┌─ Extracted data

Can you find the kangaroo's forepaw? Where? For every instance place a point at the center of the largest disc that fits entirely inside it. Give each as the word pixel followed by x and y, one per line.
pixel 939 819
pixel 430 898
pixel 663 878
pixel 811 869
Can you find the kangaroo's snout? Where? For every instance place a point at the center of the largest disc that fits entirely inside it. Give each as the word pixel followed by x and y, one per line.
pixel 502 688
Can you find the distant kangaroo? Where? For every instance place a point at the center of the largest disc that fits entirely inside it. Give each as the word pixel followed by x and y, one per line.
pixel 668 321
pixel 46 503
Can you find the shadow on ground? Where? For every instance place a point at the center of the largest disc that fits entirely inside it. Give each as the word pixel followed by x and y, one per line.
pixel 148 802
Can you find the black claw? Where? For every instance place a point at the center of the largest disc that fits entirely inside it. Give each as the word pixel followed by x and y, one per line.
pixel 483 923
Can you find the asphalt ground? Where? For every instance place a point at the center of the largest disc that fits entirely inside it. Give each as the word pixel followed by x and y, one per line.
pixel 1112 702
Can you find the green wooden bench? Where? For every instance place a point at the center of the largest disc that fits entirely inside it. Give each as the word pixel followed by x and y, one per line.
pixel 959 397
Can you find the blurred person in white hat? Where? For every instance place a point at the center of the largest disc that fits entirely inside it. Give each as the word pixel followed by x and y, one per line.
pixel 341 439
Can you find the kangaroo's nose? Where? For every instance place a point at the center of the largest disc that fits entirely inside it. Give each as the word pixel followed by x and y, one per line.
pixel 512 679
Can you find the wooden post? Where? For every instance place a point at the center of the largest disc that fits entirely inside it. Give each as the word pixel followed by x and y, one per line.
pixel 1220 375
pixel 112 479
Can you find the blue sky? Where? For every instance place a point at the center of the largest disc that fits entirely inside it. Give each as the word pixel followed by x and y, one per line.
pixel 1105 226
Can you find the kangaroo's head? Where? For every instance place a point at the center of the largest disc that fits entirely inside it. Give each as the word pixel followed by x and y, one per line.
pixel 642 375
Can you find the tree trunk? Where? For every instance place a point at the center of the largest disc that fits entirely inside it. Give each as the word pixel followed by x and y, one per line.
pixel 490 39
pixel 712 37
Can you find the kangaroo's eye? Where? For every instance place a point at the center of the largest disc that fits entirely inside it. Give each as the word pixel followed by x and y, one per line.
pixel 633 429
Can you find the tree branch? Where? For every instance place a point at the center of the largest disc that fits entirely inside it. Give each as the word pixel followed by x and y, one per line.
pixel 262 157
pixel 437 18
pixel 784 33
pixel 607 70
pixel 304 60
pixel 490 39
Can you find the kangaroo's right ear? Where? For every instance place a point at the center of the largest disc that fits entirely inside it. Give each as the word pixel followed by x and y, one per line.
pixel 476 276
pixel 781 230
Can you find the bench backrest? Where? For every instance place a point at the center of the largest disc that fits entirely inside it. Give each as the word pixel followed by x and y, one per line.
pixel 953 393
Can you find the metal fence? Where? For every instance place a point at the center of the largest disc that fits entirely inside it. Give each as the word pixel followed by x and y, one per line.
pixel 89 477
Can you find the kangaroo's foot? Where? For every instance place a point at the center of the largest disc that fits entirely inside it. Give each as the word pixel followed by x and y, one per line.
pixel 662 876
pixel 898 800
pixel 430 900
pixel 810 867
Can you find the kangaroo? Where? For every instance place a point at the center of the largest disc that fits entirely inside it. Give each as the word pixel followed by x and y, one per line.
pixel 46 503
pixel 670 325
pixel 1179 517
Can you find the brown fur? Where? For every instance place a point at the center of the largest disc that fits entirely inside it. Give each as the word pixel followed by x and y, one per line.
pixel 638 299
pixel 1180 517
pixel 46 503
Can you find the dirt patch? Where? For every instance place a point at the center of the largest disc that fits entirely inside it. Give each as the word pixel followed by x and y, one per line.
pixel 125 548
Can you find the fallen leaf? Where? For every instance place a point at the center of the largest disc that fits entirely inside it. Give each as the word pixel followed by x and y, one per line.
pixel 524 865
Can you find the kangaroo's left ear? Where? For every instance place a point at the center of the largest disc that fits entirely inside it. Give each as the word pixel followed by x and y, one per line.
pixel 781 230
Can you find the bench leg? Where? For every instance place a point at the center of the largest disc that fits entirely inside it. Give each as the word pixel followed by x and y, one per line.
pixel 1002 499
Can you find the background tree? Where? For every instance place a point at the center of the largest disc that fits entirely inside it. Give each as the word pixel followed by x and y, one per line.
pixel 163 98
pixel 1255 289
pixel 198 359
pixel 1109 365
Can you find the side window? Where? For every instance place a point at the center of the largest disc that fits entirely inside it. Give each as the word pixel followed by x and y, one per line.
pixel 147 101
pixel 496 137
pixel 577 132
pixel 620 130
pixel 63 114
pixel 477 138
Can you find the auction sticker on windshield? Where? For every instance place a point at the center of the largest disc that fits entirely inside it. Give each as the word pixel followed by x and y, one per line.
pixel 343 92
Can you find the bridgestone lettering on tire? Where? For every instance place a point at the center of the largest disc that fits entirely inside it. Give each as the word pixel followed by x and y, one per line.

└─

## Assignment
Nothing but the lines from the one with "Can you find the fallen" through the last line of the records above should be retyped, and those word for word.

## Response to the task
Can you find the fallen leaf? Where? For every instance place a point at the center of the largest disc that fits entirely inside it. Give each as the word pixel followed by x and y, one per line.
pixel 524 865
Can you find the kangaroo's left ear? Where? For every instance place a point at the center of the largest disc that fits entirely inside it. Give each as the word pixel followed by x and y, one per line.
pixel 781 230
Can you find the bench leg? Where? For every instance place a point at the center of the largest disc that fits entirely inside it. Give each as the word pixel followed by x and y, one per line.
pixel 1002 499
Can you find the background tree? Where? For every instance place a point at the center of the largest disc that fits entirely inside it. Give each as the word pixel followed by x and y, one per line.
pixel 163 98
pixel 1255 289
pixel 198 359
pixel 1109 365
Can you find the side window? Where? For every instance place a point at the center of the largest disc that fits entirely inside it. Give each as the word pixel followed by x and y, one per line.
pixel 147 101
pixel 496 137
pixel 577 132
pixel 620 130
pixel 63 114
pixel 477 138
Can you find the auction sticker on windshield? Where? For every instance place a point at the center of the largest disc that fits entirely inside it. Give each as the word pixel followed by x and y, one per line.
pixel 343 92
Can you find the bridgestone lettering on tire? Where? For every instance place a point at the center of the largest disc that fits entirely inside it. Give each as the word pixel followed by x and y, one per line.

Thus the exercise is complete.